--- DATA FOR THE TASK Enclosed Below ---

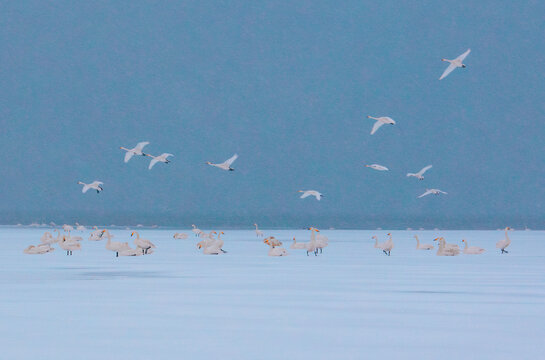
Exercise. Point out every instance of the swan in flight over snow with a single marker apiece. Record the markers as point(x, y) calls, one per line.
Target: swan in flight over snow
point(381, 121)
point(454, 64)
point(225, 165)
point(95, 185)
point(432, 191)
point(161, 158)
point(137, 150)
point(420, 175)
point(314, 193)
point(377, 167)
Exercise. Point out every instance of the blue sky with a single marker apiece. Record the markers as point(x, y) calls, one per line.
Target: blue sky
point(286, 85)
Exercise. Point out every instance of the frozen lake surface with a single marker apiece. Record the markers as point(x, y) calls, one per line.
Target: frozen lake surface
point(352, 302)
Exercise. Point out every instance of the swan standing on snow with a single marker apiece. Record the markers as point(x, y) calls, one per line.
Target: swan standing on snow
point(473, 250)
point(143, 244)
point(381, 121)
point(161, 158)
point(432, 191)
point(377, 167)
point(419, 175)
point(314, 193)
point(503, 244)
point(137, 150)
point(116, 246)
point(257, 231)
point(446, 249)
point(225, 165)
point(95, 185)
point(422, 246)
point(454, 64)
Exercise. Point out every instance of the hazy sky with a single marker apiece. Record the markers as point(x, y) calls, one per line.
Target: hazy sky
point(285, 84)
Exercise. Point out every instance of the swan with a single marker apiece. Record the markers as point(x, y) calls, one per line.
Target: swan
point(454, 64)
point(137, 150)
point(422, 246)
point(257, 231)
point(196, 231)
point(143, 244)
point(432, 191)
point(47, 238)
point(377, 167)
point(473, 250)
point(419, 175)
point(502, 244)
point(271, 240)
point(446, 249)
point(116, 246)
point(314, 193)
point(39, 249)
point(296, 245)
point(381, 121)
point(96, 235)
point(69, 245)
point(277, 251)
point(95, 185)
point(161, 158)
point(226, 165)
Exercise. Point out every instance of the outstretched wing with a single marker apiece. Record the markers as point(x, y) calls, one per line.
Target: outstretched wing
point(421, 172)
point(152, 162)
point(426, 193)
point(140, 146)
point(231, 160)
point(448, 71)
point(463, 56)
point(377, 125)
point(128, 156)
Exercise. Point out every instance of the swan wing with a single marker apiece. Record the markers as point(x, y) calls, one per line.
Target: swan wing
point(231, 160)
point(377, 125)
point(152, 162)
point(449, 69)
point(464, 55)
point(128, 156)
point(421, 172)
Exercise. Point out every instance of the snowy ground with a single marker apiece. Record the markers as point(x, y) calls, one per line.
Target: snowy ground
point(352, 302)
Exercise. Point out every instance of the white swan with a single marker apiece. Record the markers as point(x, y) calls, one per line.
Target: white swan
point(377, 167)
point(95, 185)
point(307, 193)
point(69, 245)
point(161, 158)
point(257, 231)
point(503, 244)
point(419, 175)
point(137, 150)
point(196, 231)
point(39, 249)
point(143, 244)
point(277, 251)
point(472, 250)
point(432, 191)
point(226, 165)
point(446, 249)
point(296, 245)
point(454, 64)
point(422, 246)
point(381, 121)
point(115, 246)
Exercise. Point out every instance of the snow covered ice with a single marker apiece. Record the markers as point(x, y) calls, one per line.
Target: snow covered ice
point(351, 302)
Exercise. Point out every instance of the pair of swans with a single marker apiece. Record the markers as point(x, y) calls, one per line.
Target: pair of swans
point(386, 246)
point(38, 249)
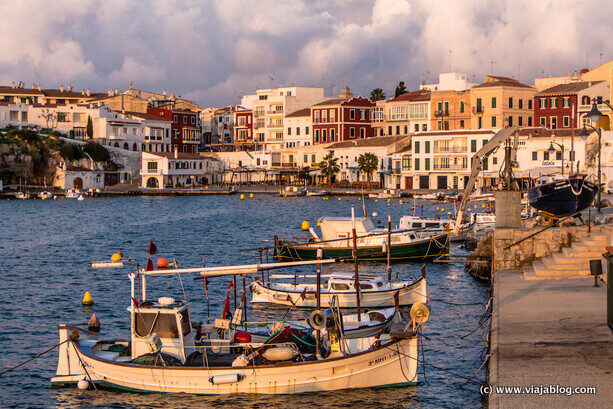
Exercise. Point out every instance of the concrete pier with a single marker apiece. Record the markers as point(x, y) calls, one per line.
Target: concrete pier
point(551, 332)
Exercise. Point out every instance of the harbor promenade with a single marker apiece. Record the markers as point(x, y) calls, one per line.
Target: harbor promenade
point(549, 333)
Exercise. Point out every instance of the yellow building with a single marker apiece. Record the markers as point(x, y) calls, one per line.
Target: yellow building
point(501, 102)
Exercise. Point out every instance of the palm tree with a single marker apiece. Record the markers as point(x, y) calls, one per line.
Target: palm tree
point(329, 166)
point(368, 163)
point(377, 94)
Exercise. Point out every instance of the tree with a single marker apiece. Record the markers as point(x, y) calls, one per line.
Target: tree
point(50, 117)
point(90, 127)
point(377, 94)
point(368, 163)
point(97, 152)
point(400, 89)
point(329, 166)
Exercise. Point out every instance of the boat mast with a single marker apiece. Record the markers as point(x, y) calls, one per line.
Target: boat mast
point(355, 263)
point(389, 248)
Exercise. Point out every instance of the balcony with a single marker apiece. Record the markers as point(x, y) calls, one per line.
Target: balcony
point(450, 149)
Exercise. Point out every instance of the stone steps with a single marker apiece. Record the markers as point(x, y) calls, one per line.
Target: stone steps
point(571, 262)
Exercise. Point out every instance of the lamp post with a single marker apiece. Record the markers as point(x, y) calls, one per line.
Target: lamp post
point(594, 115)
point(551, 150)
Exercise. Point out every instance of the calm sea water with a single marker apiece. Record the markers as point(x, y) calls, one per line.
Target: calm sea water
point(46, 248)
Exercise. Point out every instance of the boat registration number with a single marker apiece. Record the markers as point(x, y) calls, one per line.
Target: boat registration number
point(382, 359)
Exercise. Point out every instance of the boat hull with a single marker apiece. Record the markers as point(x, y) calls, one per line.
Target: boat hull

--- End of Enclosed DATA FOR THE TASK ---

--- WHAT TO PRODUCE ---
Give the records above again verbatim, pictures omitted.

--- TASK RESPONSE ---
Exercise. Point out every instance of the swan in flight over snow with a single marker apiece. Record the markers as point(x, y) calls, one per line.
Target: swan in flight over snow
point(381, 121)
point(454, 64)
point(225, 165)
point(95, 185)
point(432, 191)
point(161, 158)
point(137, 150)
point(420, 175)
point(314, 193)
point(377, 167)
Exercise. Point out every instance of the blue sky with a single marker apiece. Record the markers as point(x, y) calls, one per line.
Target: blue sky
point(286, 85)
Exercise. Point out every instance of the frozen lake surface with a single marker apiece. Record the markers as point(x, y) calls, one per line.
Target: frozen lake surface
point(352, 302)
Exercise. Point out every instance of the swan standing on snow with a single marker apiece. Record the markers as point(x, y) calls, one per line.
Target: swan standing on snow
point(473, 250)
point(143, 244)
point(381, 121)
point(161, 158)
point(432, 191)
point(377, 167)
point(419, 175)
point(314, 193)
point(503, 244)
point(137, 150)
point(116, 246)
point(257, 231)
point(446, 249)
point(225, 165)
point(95, 185)
point(422, 246)
point(454, 64)
Exercise. Point out every instance of the hazy sky with a single marker apiece. Record the markers as point(x, y) calls, one per line.
Target: hazy sky
point(285, 84)
Exercise. Point out every instance of the swan with a single marker apiece. Record the markers as point(x, y) calls, one per line.
Target: swan
point(454, 64)
point(137, 150)
point(422, 246)
point(257, 231)
point(196, 231)
point(143, 244)
point(432, 191)
point(47, 238)
point(377, 167)
point(473, 250)
point(419, 175)
point(502, 244)
point(271, 240)
point(446, 249)
point(116, 246)
point(314, 193)
point(39, 249)
point(296, 245)
point(381, 121)
point(96, 235)
point(69, 245)
point(277, 251)
point(95, 185)
point(161, 158)
point(226, 165)
Exercise. Point out every instance of the outstretched wing with a single marker apiece. Record the markers as point(x, y) calls, one per line.
Target: outstretched wing
point(421, 172)
point(152, 162)
point(426, 193)
point(140, 146)
point(231, 160)
point(448, 71)
point(463, 56)
point(377, 125)
point(128, 156)
Exercise. Point out every instance of the swan wing with a single marker apiece. Record the markers as point(x, y) calls, one per line.
Target: swan wing
point(231, 160)
point(377, 125)
point(152, 162)
point(449, 69)
point(464, 55)
point(128, 156)
point(421, 172)
Exercise. Point out every instance of the snowy ground with a single marker apiece. Record the markers as point(x, y) calls, one per line.
Target: snowy ground
point(352, 302)
Exercise. Point out every instance of the white swan with a single marker apiece. Record the markers as point(x, y) calls, one per line.
Target: white swan
point(377, 167)
point(95, 185)
point(307, 193)
point(69, 245)
point(161, 158)
point(257, 231)
point(503, 244)
point(419, 175)
point(137, 150)
point(196, 231)
point(39, 249)
point(143, 244)
point(277, 251)
point(472, 250)
point(432, 191)
point(226, 165)
point(446, 249)
point(296, 245)
point(454, 64)
point(422, 246)
point(381, 121)
point(115, 246)
Exercise. Point out every instance of the snow covered ice with a single marker apiece. Record the markers as point(x, y) calls, one per line.
Target: snow covered ice
point(351, 302)
Exercise. Point out every instance of the pair of swans with a single marker apiece. Record the markers as point(x, y) calls, one per line.
Target: pair of swans
point(386, 246)
point(38, 249)
Exercise. Point out every instance of the concrete pier with a single marker apiece. Record the markers as point(x, y) calls, one per line.
Target: concrete pier
point(551, 332)
Exercise. Point out every instance of the harbor promenade with a single marker apiece. Record the markers as point(x, y) calls, one per line.
Target: harbor promenade
point(549, 333)
Exercise. Point out every instance of the yellow building with a single marker apiece. Record the markers as point(x, y) calls, one per line.
Target: yellow building
point(501, 102)
Exercise. Point out every instance of the palm tree with a single marker apiece. Record the markers as point(x, y) calls, one per line.
Target: palm tree
point(329, 166)
point(368, 163)
point(377, 94)
Exercise. Point out every instance of the tree with a single marker apiece. Record the markers as point(x, y) calls, one per line.
Target: tree
point(50, 117)
point(90, 127)
point(377, 94)
point(368, 163)
point(97, 152)
point(400, 89)
point(329, 166)
Exercise. Point out every instance of the boat mast with a single marker apiece. Record the markers as point(x, y) calls, one per line.
Target: boat mast
point(355, 263)
point(389, 248)
Exercise. Point out every instance of the balcony with a single marker apiece. Record the markers as point(x, y) calls, one per line.
Target: balcony
point(450, 149)
Exercise. Point out every instance of the stone steps with a single marker apiece. Record the markers as point(x, y) calls, one per line.
Target: stone steps
point(571, 262)
Exercise. Point out every instance of the lamp post with a single marker apiece. Record the markers as point(x, y) calls, one per line.
Target: lamp post
point(594, 115)
point(551, 150)
Exercise. Point out every instance of the calm sea water with a single marker apiece. Record the markers as point(x, y) calls, one per line.
Target: calm sea water
point(46, 248)
Exercise. Point out every instance of the boat registration number with a single marker apiece. Record the markers as point(x, y) calls, one per line.
Target: boat registration number
point(382, 359)
Exercise. Point out every instance of the boat hull with a single marker apiece. Record the markers as point(x, y) calls, one per line.
Target: boat hull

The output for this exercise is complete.